### Data extracted from a collection

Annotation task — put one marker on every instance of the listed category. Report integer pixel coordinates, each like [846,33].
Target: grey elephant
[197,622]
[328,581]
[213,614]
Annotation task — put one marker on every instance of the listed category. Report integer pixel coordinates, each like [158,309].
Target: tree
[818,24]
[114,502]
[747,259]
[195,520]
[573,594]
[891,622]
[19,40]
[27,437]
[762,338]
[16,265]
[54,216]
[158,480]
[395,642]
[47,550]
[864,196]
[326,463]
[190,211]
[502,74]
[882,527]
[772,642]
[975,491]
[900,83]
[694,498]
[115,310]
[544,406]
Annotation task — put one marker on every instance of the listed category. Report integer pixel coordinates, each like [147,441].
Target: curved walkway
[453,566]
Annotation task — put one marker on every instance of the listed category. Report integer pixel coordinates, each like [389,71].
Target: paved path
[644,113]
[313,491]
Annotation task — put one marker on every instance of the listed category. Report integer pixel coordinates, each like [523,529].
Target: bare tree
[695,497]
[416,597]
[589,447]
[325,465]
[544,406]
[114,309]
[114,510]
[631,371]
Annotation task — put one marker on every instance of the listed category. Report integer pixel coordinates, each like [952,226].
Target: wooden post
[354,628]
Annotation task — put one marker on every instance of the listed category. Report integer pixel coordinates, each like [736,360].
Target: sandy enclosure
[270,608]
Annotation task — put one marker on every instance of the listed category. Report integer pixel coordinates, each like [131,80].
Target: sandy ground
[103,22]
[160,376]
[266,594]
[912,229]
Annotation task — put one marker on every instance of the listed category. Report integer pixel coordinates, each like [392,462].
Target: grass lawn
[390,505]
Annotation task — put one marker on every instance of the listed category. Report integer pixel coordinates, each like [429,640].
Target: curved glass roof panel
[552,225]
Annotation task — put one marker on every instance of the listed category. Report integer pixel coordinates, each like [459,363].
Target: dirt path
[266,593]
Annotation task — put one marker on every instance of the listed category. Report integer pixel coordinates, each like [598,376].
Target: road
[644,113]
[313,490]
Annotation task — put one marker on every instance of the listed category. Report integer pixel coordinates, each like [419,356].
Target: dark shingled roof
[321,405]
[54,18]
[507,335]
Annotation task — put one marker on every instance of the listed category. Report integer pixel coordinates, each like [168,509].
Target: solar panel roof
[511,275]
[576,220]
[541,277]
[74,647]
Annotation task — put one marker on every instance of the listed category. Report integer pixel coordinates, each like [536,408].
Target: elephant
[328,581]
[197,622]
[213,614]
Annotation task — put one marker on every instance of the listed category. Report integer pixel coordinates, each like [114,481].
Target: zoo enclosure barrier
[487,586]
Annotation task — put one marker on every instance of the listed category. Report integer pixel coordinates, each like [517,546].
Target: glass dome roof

### Exercise details
Above are some records; repeat all of them exactly.

### Written response
Annotation task — put one marker on every instance of the listed category. Report integer pixel coordinates, each like [846,33].
Target: grey elephant
[197,622]
[328,581]
[213,614]
Annotation task — put one marker on every instance of the listed category. Report integer pixel coordinates, each like [158,309].
Target: tree
[818,24]
[114,502]
[747,259]
[195,520]
[573,594]
[891,622]
[19,40]
[27,437]
[762,338]
[16,265]
[54,216]
[158,480]
[395,642]
[47,550]
[864,196]
[326,463]
[190,211]
[502,74]
[882,527]
[772,642]
[975,491]
[900,83]
[694,498]
[115,310]
[544,406]
Annotation task — put one marker on every instance of the listed category. Report integer pixel coordinates, each like [147,441].
Target: curved walkway
[453,566]
Annotation task — put one marker on every instance of the listed category. Report integer pixel coordinates, each like [389,71].
Target: paved path
[644,113]
[313,491]
Annotation task — put one marker on every instance of the listed category. Report integer pixel coordinates, each like [523,529].
Target: bare tree
[695,497]
[416,597]
[589,447]
[325,465]
[544,406]
[114,309]
[114,510]
[631,371]
Annotation task — put one marker on every instance of the listed category. Report integer pixel coordinates, each like [952,226].
Target: wooden post
[354,628]
Annotation task — put one marker on every instance of the listed category. Report integer pixel coordinates, each like [736,360].
Target: sandy enclosure
[270,608]
Annotation task — put one marker on every instance of the listed category. Report integer pixel coordinates, each like [131,80].
Target: sandy ground
[103,22]
[160,376]
[266,594]
[912,229]
Annotation task — put one marker on every instance of the listed category. Report integer pixel coordinates, each like [392,462].
Target: grass lawn
[390,505]
Annotation task — put one marker on every instance of the listed category. Report integer pixel coordinates, each like [429,640].
Target: curved glass roof panel
[552,225]
Annotation task — put one marker on every instance of the listed category. Report integer pixel coordinates, each like [459,363].
Target: dirt path
[266,593]
Annotation task — put one marker on every instance of the listed category. Report integer pixel coordinates, each like [598,376].
Target: road
[644,113]
[313,490]
Annotation task — put one marker on every instance of the listed category. Report integer pixel coordinates, each like [419,356].
Target: dark shingled roof
[321,405]
[54,18]
[507,335]
Annotation task — put one marker on every instance of the listed category. Report integer pixel coordinates, each like [168,509].
Target: solar panel roof
[511,275]
[576,220]
[541,277]
[74,647]
Annotation task — put one marker on every instance of the listed category. Report integer pixel coordinates, each like [536,408].
Target: elephant
[328,581]
[197,622]
[213,614]
Annotation task — put one marker on every instance of the listed category. Report integer pixel coordinates, each like [114,481].
Target: zoo enclosure barrier
[487,586]
Annotation task — put one marker on every instance of the listed category. Report integer pixel coordinates, each like [517,546].
Target: glass dome roof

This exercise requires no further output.